## Goal
Set the pictures aside and set down only the lines from the line holding "Note: mark the soldier" through the end of the entries below, ends included.

Start of Given records

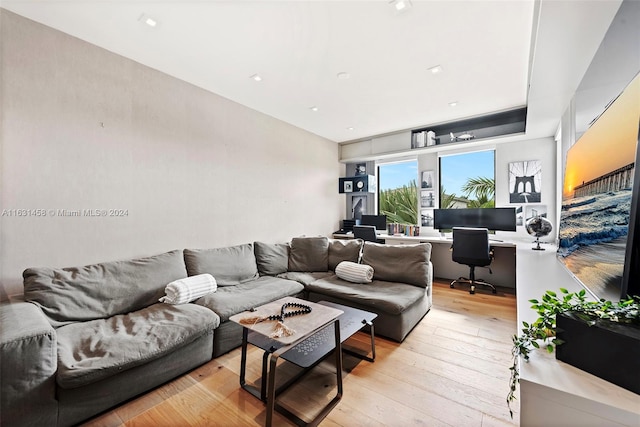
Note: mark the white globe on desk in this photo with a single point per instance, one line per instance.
(539, 227)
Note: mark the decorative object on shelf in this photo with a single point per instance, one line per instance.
(525, 182)
(426, 217)
(427, 199)
(359, 206)
(538, 226)
(464, 136)
(281, 330)
(360, 183)
(596, 316)
(427, 181)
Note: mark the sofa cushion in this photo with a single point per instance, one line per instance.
(390, 297)
(309, 254)
(94, 350)
(272, 258)
(229, 266)
(101, 290)
(399, 263)
(343, 250)
(235, 299)
(305, 277)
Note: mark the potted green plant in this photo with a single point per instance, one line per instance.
(568, 306)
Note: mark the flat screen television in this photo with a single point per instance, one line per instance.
(379, 221)
(595, 243)
(494, 219)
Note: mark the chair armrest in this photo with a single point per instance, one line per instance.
(28, 355)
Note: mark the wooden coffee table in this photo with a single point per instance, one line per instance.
(317, 335)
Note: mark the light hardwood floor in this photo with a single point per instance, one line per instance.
(452, 370)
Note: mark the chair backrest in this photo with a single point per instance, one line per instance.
(471, 246)
(365, 232)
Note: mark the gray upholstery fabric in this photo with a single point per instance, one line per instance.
(272, 258)
(309, 254)
(91, 351)
(28, 364)
(235, 299)
(393, 326)
(391, 297)
(401, 263)
(101, 290)
(229, 266)
(344, 250)
(78, 404)
(305, 278)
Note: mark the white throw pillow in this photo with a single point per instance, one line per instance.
(353, 272)
(191, 288)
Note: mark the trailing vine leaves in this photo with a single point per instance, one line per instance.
(542, 332)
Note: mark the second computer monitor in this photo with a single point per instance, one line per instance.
(378, 221)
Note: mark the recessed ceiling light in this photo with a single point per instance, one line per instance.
(400, 5)
(146, 19)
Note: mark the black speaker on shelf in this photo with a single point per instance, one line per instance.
(357, 184)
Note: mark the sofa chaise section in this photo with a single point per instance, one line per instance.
(400, 293)
(240, 288)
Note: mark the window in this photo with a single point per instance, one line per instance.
(467, 180)
(398, 192)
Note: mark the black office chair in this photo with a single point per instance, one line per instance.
(471, 247)
(366, 233)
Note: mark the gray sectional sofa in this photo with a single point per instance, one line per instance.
(88, 338)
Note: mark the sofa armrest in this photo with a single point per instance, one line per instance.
(28, 364)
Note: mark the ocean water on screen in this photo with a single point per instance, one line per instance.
(593, 237)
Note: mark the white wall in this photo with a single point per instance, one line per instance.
(83, 128)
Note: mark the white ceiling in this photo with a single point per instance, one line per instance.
(490, 52)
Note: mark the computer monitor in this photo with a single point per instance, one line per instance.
(378, 221)
(503, 219)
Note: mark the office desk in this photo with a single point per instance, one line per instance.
(503, 266)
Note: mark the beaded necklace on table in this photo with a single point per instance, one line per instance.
(280, 329)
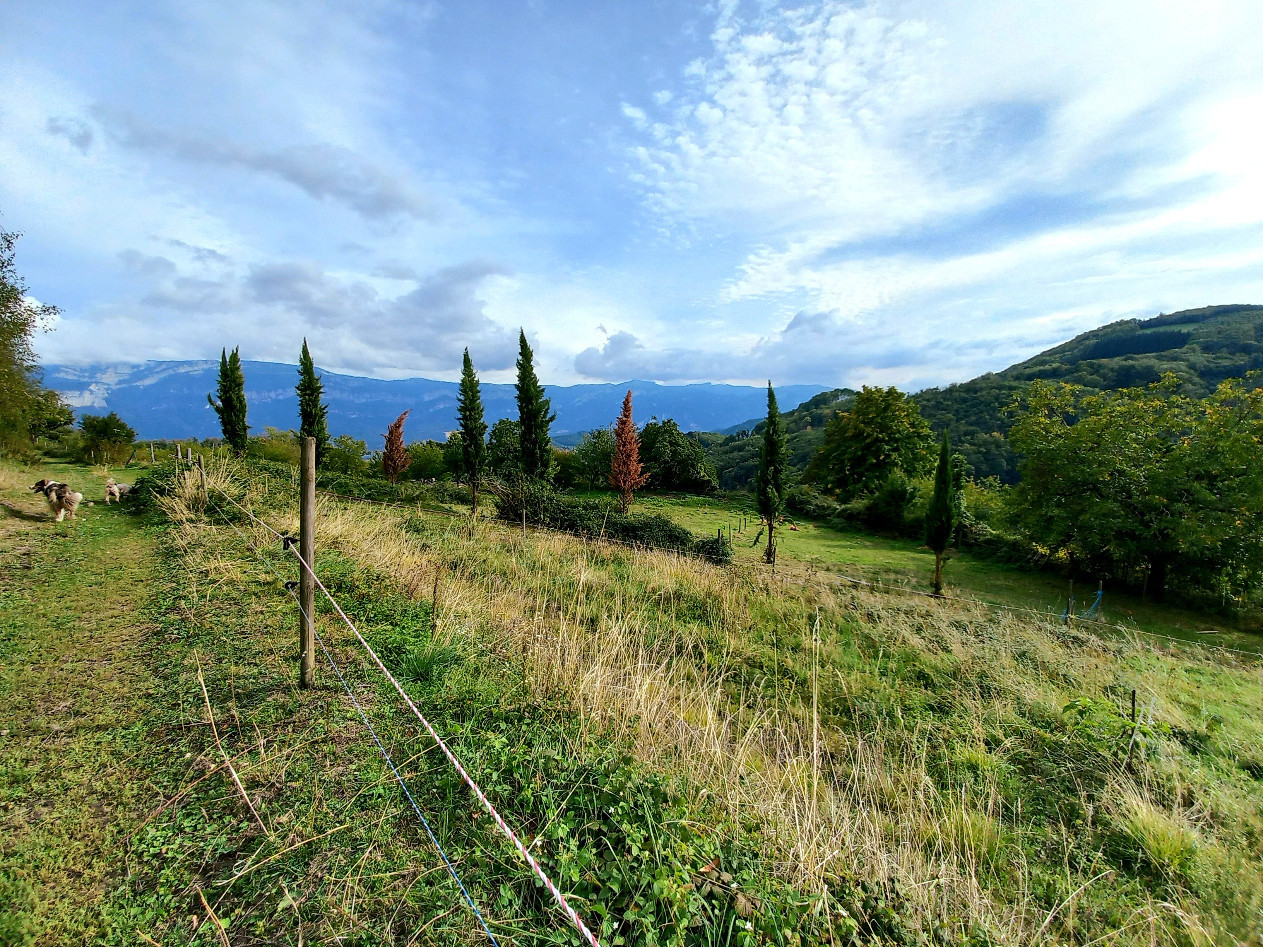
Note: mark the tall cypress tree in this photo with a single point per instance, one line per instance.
(533, 416)
(312, 410)
(941, 514)
(769, 481)
(472, 428)
(231, 402)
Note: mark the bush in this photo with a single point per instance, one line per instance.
(161, 480)
(543, 506)
(887, 509)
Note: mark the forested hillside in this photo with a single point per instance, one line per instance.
(1200, 346)
(735, 453)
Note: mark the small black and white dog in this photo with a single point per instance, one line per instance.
(61, 498)
(114, 493)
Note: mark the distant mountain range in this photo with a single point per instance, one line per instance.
(167, 399)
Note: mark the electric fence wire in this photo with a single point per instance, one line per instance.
(373, 732)
(522, 850)
(1089, 615)
(486, 803)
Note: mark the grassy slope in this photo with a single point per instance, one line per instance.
(965, 764)
(72, 695)
(970, 760)
(904, 562)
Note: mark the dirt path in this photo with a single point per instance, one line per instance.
(73, 688)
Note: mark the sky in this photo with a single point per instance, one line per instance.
(834, 193)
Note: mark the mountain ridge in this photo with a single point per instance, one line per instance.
(167, 399)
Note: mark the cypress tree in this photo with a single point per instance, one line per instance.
(312, 412)
(769, 481)
(941, 514)
(533, 416)
(625, 474)
(472, 428)
(231, 405)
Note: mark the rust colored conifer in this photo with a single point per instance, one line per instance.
(625, 474)
(394, 457)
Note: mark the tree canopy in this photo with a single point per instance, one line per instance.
(106, 440)
(627, 475)
(394, 456)
(675, 461)
(25, 408)
(882, 432)
(504, 448)
(1146, 484)
(595, 456)
(472, 434)
(941, 513)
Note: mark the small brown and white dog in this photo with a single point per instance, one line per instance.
(61, 498)
(114, 493)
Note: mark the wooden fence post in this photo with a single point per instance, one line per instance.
(307, 549)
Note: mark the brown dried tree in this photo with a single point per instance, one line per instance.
(625, 474)
(394, 457)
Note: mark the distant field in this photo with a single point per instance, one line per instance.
(907, 563)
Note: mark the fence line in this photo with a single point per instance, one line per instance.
(843, 577)
(522, 850)
(504, 827)
(373, 732)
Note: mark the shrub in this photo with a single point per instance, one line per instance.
(888, 508)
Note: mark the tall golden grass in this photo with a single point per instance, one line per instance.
(603, 626)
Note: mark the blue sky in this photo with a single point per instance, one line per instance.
(831, 192)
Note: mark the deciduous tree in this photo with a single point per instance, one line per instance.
(769, 482)
(106, 440)
(394, 457)
(1146, 484)
(675, 461)
(625, 474)
(504, 448)
(23, 403)
(882, 432)
(595, 456)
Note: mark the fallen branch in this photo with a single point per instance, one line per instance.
(220, 745)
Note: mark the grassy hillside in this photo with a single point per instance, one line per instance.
(806, 548)
(1201, 346)
(882, 770)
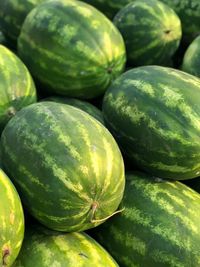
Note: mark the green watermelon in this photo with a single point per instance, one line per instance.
(83, 105)
(191, 60)
(151, 31)
(84, 49)
(45, 248)
(2, 38)
(189, 13)
(17, 89)
(154, 114)
(159, 226)
(65, 164)
(11, 222)
(12, 15)
(109, 7)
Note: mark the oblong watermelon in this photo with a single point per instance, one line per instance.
(71, 48)
(45, 248)
(83, 105)
(65, 164)
(17, 88)
(188, 11)
(109, 7)
(154, 114)
(158, 227)
(12, 15)
(11, 222)
(151, 31)
(191, 59)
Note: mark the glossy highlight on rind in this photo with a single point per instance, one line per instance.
(17, 88)
(11, 222)
(12, 15)
(66, 166)
(83, 105)
(85, 50)
(153, 112)
(151, 31)
(45, 248)
(158, 227)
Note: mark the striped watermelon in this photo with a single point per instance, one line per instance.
(17, 89)
(84, 49)
(11, 221)
(159, 226)
(188, 11)
(191, 60)
(154, 114)
(65, 164)
(45, 248)
(151, 30)
(83, 105)
(109, 7)
(2, 38)
(12, 15)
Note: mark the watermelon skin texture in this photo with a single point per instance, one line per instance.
(17, 88)
(81, 104)
(11, 223)
(191, 59)
(12, 16)
(84, 49)
(65, 164)
(151, 31)
(159, 226)
(46, 248)
(153, 112)
(109, 7)
(188, 11)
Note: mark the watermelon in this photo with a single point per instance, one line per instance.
(153, 112)
(151, 30)
(191, 60)
(188, 11)
(109, 7)
(2, 38)
(65, 164)
(12, 15)
(84, 49)
(17, 88)
(158, 227)
(83, 105)
(44, 248)
(11, 223)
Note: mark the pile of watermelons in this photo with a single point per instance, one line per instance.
(99, 119)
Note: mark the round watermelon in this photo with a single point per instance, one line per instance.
(12, 15)
(71, 48)
(191, 60)
(65, 164)
(17, 89)
(44, 248)
(83, 105)
(158, 227)
(11, 223)
(151, 31)
(154, 112)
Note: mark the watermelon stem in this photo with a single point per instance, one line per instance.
(11, 111)
(101, 220)
(167, 31)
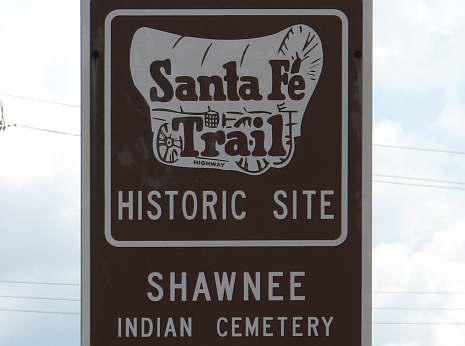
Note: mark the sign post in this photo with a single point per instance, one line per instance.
(226, 183)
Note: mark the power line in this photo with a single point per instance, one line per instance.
(42, 298)
(417, 309)
(421, 292)
(39, 283)
(42, 100)
(418, 179)
(434, 150)
(40, 312)
(420, 323)
(66, 313)
(46, 130)
(419, 185)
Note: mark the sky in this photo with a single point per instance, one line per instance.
(418, 232)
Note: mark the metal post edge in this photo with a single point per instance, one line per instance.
(367, 172)
(85, 173)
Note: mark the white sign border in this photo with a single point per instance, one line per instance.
(229, 243)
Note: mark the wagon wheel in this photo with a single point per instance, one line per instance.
(168, 145)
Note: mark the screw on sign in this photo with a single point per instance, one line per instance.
(226, 204)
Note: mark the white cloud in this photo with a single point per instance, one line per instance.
(418, 44)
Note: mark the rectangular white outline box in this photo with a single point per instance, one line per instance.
(228, 243)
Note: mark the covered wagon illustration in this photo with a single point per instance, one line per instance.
(234, 105)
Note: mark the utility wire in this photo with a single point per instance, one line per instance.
(402, 147)
(434, 150)
(419, 179)
(42, 100)
(374, 308)
(40, 312)
(421, 292)
(420, 323)
(417, 309)
(39, 283)
(419, 185)
(42, 298)
(65, 313)
(45, 130)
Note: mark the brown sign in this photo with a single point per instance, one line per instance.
(226, 163)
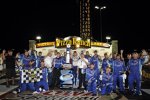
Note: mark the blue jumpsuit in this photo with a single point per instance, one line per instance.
(95, 60)
(91, 76)
(43, 82)
(105, 64)
(26, 60)
(38, 59)
(118, 69)
(30, 85)
(56, 71)
(107, 83)
(135, 67)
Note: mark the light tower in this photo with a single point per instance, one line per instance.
(85, 28)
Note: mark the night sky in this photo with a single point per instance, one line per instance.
(124, 20)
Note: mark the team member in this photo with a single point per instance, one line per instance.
(118, 73)
(106, 81)
(43, 82)
(91, 79)
(135, 71)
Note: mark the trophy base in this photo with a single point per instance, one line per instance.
(67, 66)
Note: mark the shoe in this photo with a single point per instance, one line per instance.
(114, 91)
(35, 92)
(79, 87)
(8, 86)
(85, 91)
(93, 94)
(44, 91)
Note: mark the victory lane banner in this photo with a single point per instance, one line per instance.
(31, 75)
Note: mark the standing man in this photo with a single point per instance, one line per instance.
(135, 71)
(48, 63)
(10, 67)
(57, 63)
(82, 65)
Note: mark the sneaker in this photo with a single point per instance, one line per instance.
(93, 94)
(35, 92)
(44, 91)
(85, 91)
(14, 92)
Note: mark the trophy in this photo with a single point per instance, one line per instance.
(67, 65)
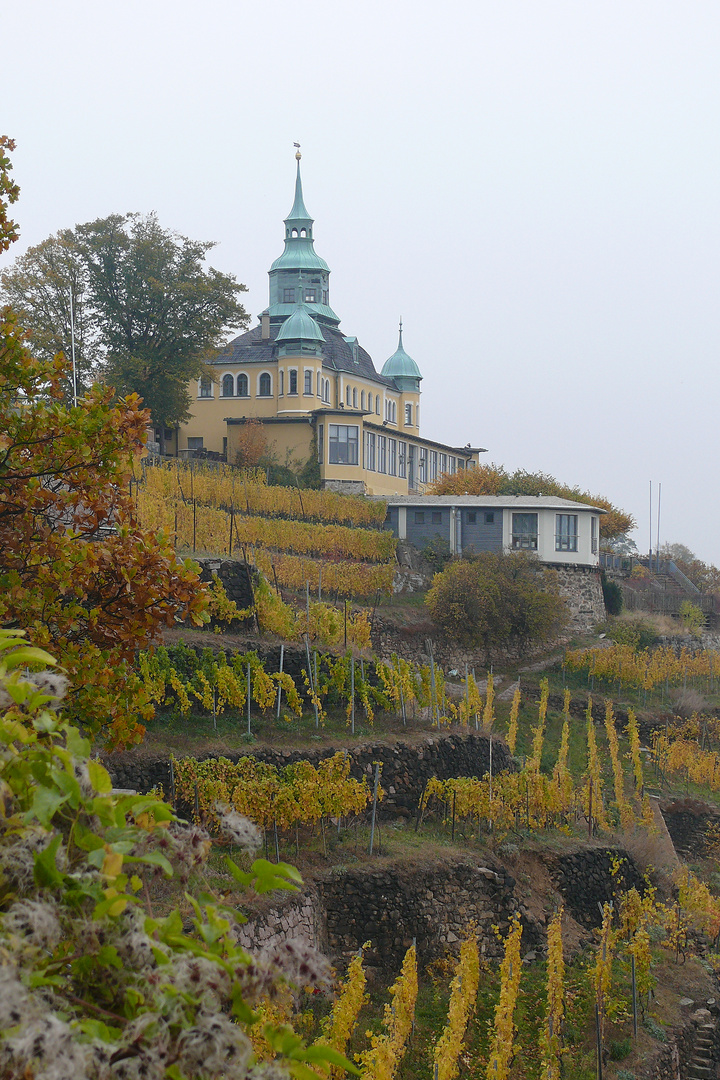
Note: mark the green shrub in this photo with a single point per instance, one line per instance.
(612, 595)
(620, 1049)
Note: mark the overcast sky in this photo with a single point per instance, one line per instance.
(533, 186)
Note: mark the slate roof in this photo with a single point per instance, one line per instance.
(249, 348)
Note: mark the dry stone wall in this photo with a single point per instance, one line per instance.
(405, 767)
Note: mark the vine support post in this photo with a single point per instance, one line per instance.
(280, 685)
(249, 688)
(375, 805)
(352, 694)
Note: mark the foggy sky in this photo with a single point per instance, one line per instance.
(531, 185)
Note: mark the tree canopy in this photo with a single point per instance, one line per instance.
(497, 601)
(496, 480)
(147, 311)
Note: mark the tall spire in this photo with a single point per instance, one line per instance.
(299, 212)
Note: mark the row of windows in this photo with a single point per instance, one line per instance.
(525, 532)
(240, 388)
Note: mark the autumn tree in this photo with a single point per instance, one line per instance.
(497, 601)
(496, 480)
(76, 569)
(147, 311)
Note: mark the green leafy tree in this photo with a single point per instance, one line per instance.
(497, 601)
(148, 311)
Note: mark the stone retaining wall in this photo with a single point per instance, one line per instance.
(405, 767)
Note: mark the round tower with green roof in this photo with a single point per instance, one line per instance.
(299, 275)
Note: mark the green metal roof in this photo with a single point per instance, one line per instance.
(300, 327)
(399, 365)
(299, 254)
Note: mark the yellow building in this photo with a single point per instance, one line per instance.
(315, 390)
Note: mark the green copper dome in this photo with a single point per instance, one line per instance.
(300, 326)
(399, 365)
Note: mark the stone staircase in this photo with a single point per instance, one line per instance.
(700, 1064)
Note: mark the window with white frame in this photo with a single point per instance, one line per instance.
(342, 444)
(566, 531)
(525, 531)
(382, 454)
(369, 459)
(402, 460)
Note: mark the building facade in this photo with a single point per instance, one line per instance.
(557, 530)
(315, 390)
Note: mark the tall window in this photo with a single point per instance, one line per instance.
(525, 531)
(566, 531)
(382, 454)
(370, 451)
(342, 444)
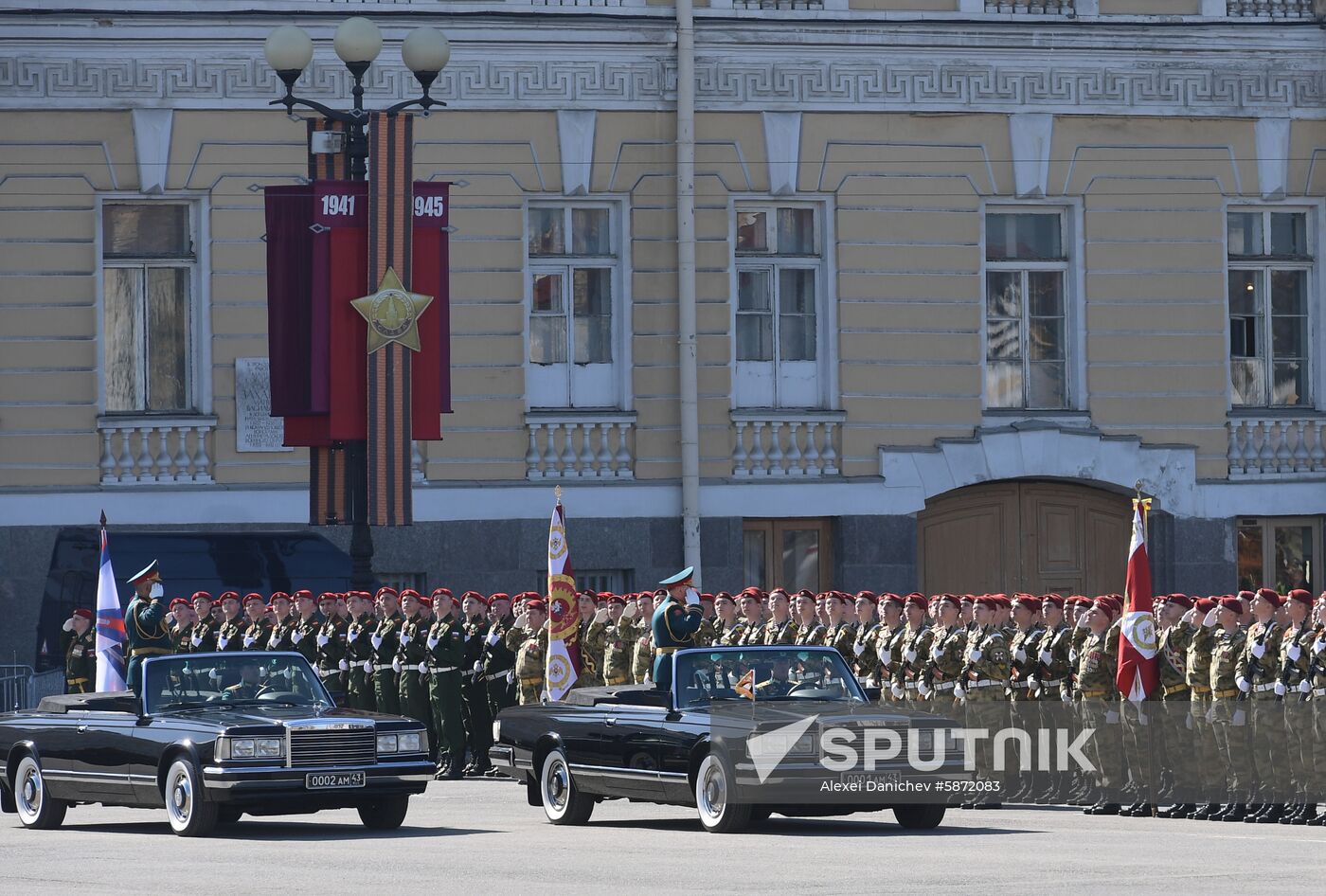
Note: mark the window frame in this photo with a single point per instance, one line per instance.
(199, 367)
(825, 278)
(1268, 540)
(1069, 211)
(564, 265)
(1316, 242)
(773, 529)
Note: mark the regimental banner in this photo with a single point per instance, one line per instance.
(563, 611)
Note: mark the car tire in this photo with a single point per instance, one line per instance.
(564, 803)
(919, 818)
(188, 807)
(387, 814)
(37, 809)
(713, 787)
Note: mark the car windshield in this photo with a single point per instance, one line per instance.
(771, 672)
(174, 683)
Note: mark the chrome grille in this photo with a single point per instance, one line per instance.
(320, 746)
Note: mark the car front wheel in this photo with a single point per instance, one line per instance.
(37, 809)
(564, 803)
(919, 818)
(188, 807)
(713, 798)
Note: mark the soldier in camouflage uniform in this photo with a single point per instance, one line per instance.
(1257, 674)
(1228, 713)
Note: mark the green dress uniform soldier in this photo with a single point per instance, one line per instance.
(1293, 687)
(329, 643)
(1228, 714)
(1257, 674)
(358, 651)
(79, 644)
(202, 633)
(673, 624)
(386, 690)
(618, 640)
(479, 721)
(146, 633)
(410, 662)
(529, 640)
(446, 643)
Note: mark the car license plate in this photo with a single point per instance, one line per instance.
(337, 780)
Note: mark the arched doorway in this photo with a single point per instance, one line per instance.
(1024, 536)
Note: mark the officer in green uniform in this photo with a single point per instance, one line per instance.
(411, 657)
(675, 622)
(358, 651)
(146, 633)
(385, 646)
(446, 646)
(79, 644)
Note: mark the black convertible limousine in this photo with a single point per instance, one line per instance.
(211, 737)
(798, 747)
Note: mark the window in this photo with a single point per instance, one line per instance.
(149, 268)
(1279, 553)
(786, 553)
(1025, 311)
(573, 282)
(779, 279)
(1269, 269)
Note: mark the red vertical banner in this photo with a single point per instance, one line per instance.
(430, 375)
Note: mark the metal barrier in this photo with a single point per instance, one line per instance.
(16, 688)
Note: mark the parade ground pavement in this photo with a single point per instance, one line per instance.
(480, 836)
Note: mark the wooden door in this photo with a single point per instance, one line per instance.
(1036, 537)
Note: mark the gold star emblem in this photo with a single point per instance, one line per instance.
(393, 313)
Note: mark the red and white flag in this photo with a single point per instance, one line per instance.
(563, 610)
(1139, 672)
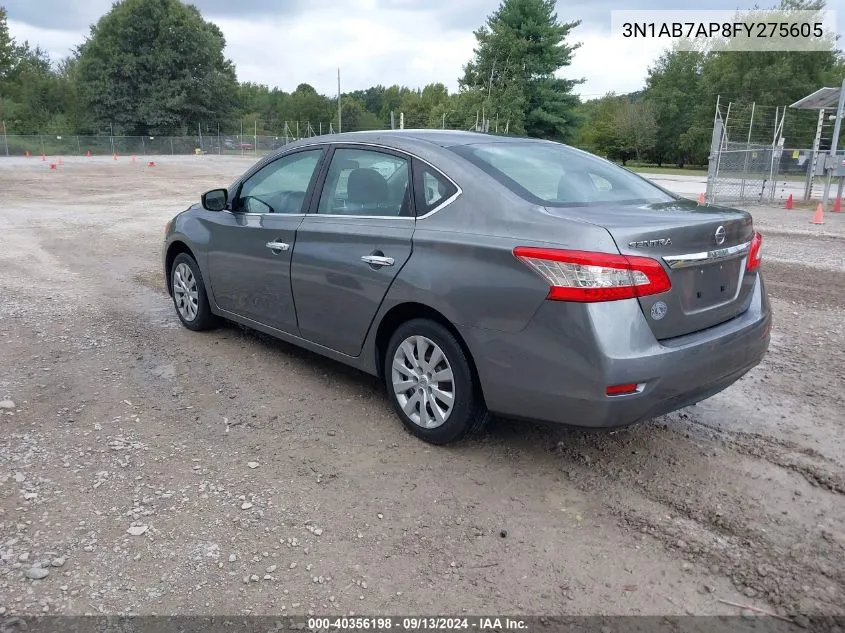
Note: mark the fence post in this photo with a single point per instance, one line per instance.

End of Given records

## Problem solution
Note: mark the soldier in camouflage uniform in this photo with a single point per instance, one line per instance.
(1257, 674)
(1228, 713)
Note: mark the green dress uniform soldier in this photo with a single point per instance, one line per instance.
(1293, 687)
(329, 643)
(1228, 714)
(1257, 674)
(358, 651)
(79, 644)
(202, 633)
(673, 624)
(386, 690)
(618, 640)
(479, 721)
(146, 633)
(410, 662)
(529, 640)
(446, 643)
Note: mark the car license plate in this photo with a single point per instance, one line per instance.
(337, 780)
Note: mark the arched doorway in this photo with a single point per instance, one line per instance.
(1024, 536)
Note: mark the officer in green uniform in this photo with a single point per instance, one line per instance.
(411, 657)
(675, 622)
(358, 651)
(146, 633)
(385, 646)
(446, 646)
(79, 644)
Note: mark the black convertible limousine in this photo with a single point per instance, one line per instance.
(211, 737)
(798, 747)
Note: mark the window in this photo with a single point per instance, one line per instance.
(149, 268)
(1279, 553)
(786, 553)
(1025, 311)
(573, 282)
(779, 279)
(1269, 269)
Note: mark the red vertical banner in this photo with a single point per instance, one line per instance.
(430, 375)
Note: mark the metal barrier in this photo with a single point per instance, one line per instance.
(16, 688)
Note: mark the parade ground pavement in this photo with a single point per instance, one line per instance.
(480, 836)
Note: mark the wooden door in this photo with a single point per instance, one line per instance.
(1036, 537)
Note: mark the gold star emblem in this photo with a single point per instance, one line per instance.
(393, 313)
Note: mark the red and white flag in this photo with a single point per instance, one line per instance.
(563, 610)
(1139, 672)
Note: mark the fence post in this photo with a single point per instance, one line per instance.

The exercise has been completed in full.